## INPUT

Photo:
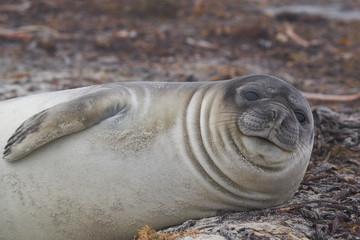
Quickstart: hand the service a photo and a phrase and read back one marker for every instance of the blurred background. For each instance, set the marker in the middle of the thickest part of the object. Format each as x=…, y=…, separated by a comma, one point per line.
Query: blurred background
x=50, y=45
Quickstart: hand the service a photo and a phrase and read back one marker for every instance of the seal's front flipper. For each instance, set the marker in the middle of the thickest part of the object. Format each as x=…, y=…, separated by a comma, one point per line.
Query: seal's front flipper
x=63, y=119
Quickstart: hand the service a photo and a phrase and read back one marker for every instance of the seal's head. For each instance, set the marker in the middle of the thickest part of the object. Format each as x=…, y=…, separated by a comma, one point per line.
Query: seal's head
x=274, y=120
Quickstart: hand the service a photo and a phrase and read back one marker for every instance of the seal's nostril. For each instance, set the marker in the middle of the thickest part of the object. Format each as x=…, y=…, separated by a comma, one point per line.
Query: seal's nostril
x=272, y=115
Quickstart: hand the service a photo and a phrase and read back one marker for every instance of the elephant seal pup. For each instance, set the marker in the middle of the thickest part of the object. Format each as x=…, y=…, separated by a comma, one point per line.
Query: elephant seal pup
x=102, y=161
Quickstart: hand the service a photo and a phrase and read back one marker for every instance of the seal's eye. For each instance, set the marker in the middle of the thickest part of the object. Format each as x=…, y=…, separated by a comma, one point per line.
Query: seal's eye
x=252, y=95
x=300, y=117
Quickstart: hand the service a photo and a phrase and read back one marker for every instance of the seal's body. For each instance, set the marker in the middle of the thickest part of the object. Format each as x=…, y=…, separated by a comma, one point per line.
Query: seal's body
x=100, y=162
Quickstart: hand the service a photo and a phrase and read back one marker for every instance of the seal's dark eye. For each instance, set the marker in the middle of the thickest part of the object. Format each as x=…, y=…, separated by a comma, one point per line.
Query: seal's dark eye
x=252, y=96
x=300, y=117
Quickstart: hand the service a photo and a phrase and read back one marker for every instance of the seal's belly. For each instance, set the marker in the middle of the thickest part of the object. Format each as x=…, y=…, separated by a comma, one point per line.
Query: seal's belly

## WHAT THIS TASK INVOLVES
Transcribe exactly the line containing "the seal's body." and all remaining lines of the material, ending with the last one.

## ANSWER BELOW
Quickstart: hand the service a photo and a phrase and read back one marker for every instance of the seal's body. For each instance, set the marker in the middle of the thickest part of the object. Format each as x=…, y=…, separated by a comma, one point per line.
Query: seal's body
x=100, y=162
Quickstart: hand the service a photo and a phrase and read back one marker for every instance of the seal's dark eye. For each instance, set the marker in the middle of the thickest part of the object. Format each as x=…, y=…, separated by a comma, one point per line.
Query: seal's dark eye
x=252, y=96
x=300, y=117
Quickstart: hand the service a photo and a phrase and read back one marker for every instance of the seal's belly. For each instance, set the marker in the middle of the thickest part of the object. Format each as x=…, y=…, separated by a comma, one point per line.
Query: seal's belly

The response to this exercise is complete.